**Exercise**
Please answer from the CX500 build account: by how much were the forks lowered?

**Source extract**
╭──

Here is my 1982 CX500. I bought the bike the week after Thanksgiving weekend 2012 after my brother talked me into it after seeing an ad on craigslist. After reading the ad, it was an easy sell…running and driving, and no mechanical problems, and cheap. But a Cx500? I wasn’t convinced that this was the bike for me, but after my brother showed me the Wrenchmonkees build, I emailed the seller right away. I picked up the bike that night and brought it home to tear down. Without really knowing what I wanted it to look like, I did the typical motorcycle tear down, chopped the rear, re-wired the bike and hid all of the electronics. I stripped the tank, made a seatpan, threw on some moto bars and it was “done” the next weekend.
I put about 700 miles on the bike with a tweak here and there but I knew it wasnt the end for this bike, it needed more. I lowered the forks 2” to the stance the Wrenchmonkees build had, but my springs were too weak to hold up the bike over big bumps. I discovered Ty’s Motorcycle Salvage in Longmont, Co and spent the next several Sundays freezing my butt of walking through this awesome salvage yard and digging through parts. One day I found the GSXR-1000 legs and bought them, knowing I just opened a can of worms.

╰──

**Dataset**
╭──

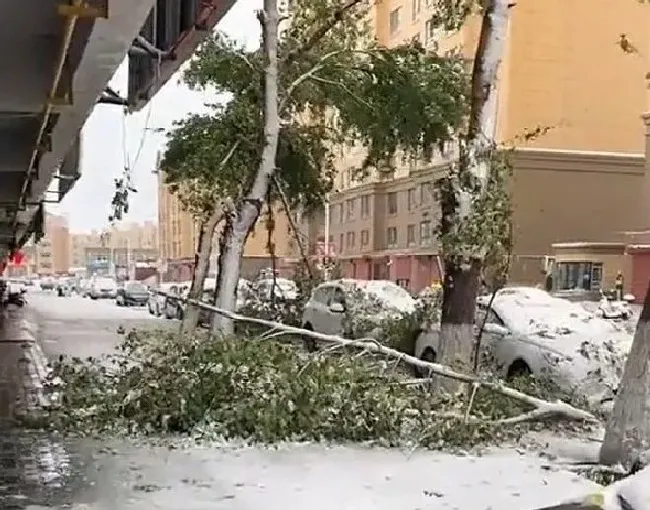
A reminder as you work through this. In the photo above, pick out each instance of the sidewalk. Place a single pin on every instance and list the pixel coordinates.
(23, 365)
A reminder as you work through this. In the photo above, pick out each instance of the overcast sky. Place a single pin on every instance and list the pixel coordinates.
(87, 205)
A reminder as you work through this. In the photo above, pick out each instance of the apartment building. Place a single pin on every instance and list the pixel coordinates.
(585, 179)
(139, 240)
(179, 237)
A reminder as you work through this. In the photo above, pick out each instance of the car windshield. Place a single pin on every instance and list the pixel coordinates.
(135, 287)
(391, 294)
(553, 316)
(105, 282)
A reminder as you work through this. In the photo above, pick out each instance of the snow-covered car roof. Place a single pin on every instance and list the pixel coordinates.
(388, 292)
(592, 350)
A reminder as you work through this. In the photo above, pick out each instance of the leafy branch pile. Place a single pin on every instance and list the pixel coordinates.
(264, 391)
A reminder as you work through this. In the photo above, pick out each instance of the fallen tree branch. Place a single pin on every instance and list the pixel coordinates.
(543, 408)
(319, 32)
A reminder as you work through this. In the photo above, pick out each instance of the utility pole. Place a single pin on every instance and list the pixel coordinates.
(326, 250)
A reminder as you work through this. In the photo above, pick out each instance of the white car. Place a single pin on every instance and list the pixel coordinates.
(326, 309)
(283, 289)
(102, 287)
(528, 331)
(156, 303)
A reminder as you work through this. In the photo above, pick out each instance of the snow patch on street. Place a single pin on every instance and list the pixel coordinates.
(318, 477)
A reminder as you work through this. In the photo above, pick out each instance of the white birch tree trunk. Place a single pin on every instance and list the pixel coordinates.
(243, 221)
(461, 277)
(627, 434)
(201, 267)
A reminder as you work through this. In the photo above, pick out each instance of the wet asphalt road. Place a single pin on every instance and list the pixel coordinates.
(39, 472)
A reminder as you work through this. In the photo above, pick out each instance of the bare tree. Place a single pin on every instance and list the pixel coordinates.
(463, 244)
(628, 429)
(241, 223)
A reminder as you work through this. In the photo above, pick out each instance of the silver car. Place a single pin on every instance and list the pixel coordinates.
(527, 331)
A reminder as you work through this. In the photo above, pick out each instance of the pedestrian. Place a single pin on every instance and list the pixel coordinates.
(618, 285)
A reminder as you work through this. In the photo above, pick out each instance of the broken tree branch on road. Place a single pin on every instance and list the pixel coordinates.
(542, 408)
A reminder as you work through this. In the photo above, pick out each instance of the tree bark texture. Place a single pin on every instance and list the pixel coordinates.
(201, 268)
(459, 291)
(461, 281)
(249, 210)
(628, 429)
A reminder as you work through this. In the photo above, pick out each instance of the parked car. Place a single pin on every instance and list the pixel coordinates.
(282, 289)
(131, 293)
(102, 287)
(175, 308)
(156, 303)
(528, 331)
(372, 300)
(244, 295)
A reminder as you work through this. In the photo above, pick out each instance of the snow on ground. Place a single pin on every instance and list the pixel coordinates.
(76, 307)
(316, 477)
(293, 476)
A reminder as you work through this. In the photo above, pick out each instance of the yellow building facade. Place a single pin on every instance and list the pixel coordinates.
(585, 179)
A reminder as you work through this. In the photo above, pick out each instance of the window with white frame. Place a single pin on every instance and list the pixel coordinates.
(395, 20)
(391, 237)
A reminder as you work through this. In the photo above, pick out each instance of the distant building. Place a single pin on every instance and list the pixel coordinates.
(106, 251)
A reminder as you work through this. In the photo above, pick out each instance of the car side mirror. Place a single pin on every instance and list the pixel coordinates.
(495, 329)
(337, 307)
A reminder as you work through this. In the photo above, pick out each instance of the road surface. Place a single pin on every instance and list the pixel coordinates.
(51, 474)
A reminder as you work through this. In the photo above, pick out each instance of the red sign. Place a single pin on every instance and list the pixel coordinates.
(18, 258)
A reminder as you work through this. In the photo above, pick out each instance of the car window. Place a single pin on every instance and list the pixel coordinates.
(323, 294)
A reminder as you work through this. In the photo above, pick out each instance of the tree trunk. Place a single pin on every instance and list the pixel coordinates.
(460, 285)
(232, 249)
(628, 429)
(249, 210)
(201, 267)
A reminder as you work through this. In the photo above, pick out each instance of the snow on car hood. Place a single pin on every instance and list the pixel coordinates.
(586, 353)
(380, 299)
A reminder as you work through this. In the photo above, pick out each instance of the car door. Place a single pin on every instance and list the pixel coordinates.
(493, 336)
(335, 320)
(319, 308)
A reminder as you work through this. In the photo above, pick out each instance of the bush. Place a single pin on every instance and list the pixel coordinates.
(261, 391)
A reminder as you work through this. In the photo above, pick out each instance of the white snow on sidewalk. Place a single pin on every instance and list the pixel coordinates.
(319, 478)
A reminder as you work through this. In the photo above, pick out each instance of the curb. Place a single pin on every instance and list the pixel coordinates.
(33, 363)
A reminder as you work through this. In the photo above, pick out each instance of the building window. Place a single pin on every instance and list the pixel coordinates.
(349, 209)
(578, 275)
(412, 199)
(391, 237)
(410, 235)
(431, 32)
(391, 198)
(395, 19)
(416, 6)
(425, 233)
(365, 206)
(426, 194)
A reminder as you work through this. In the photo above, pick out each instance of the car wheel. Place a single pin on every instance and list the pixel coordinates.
(519, 368)
(310, 343)
(429, 355)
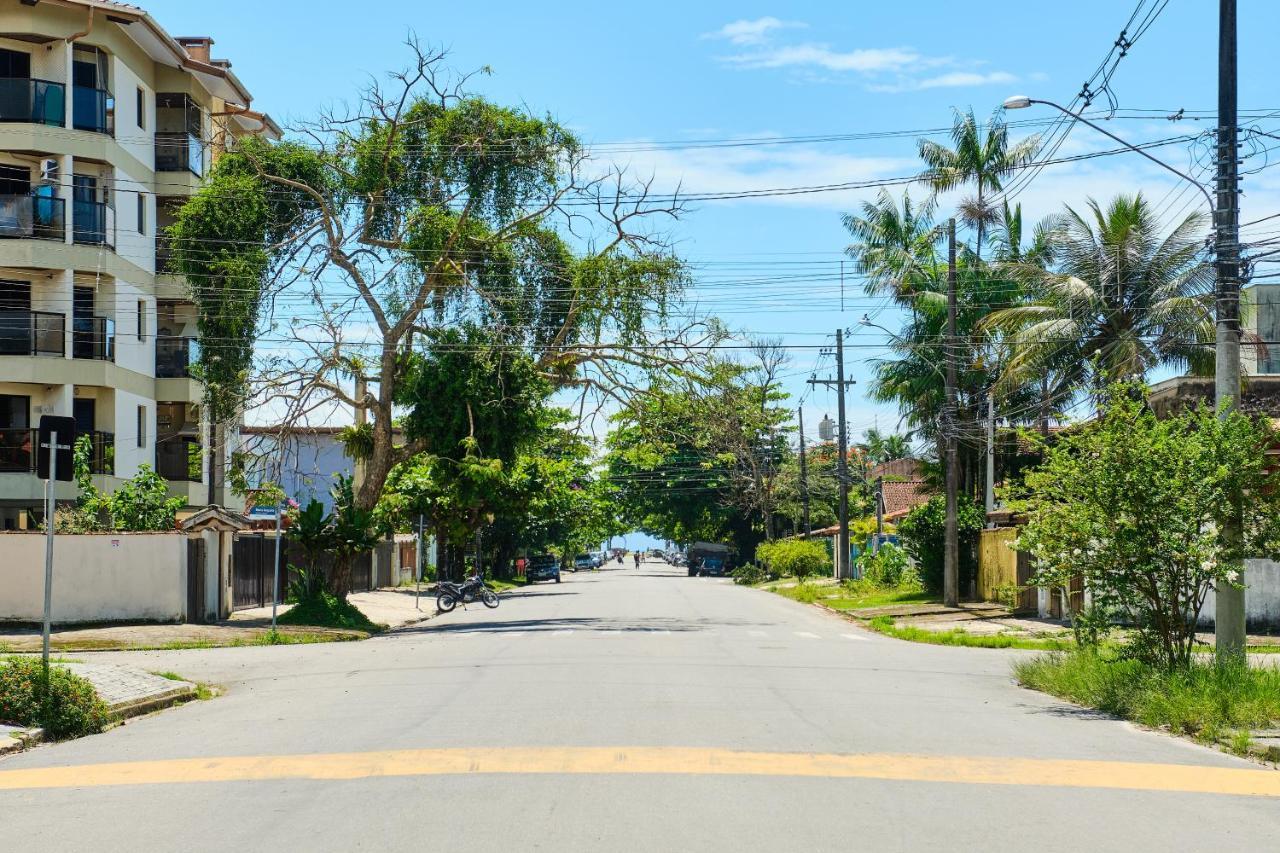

╰──

**Task response**
The forks were lowered 2 inches.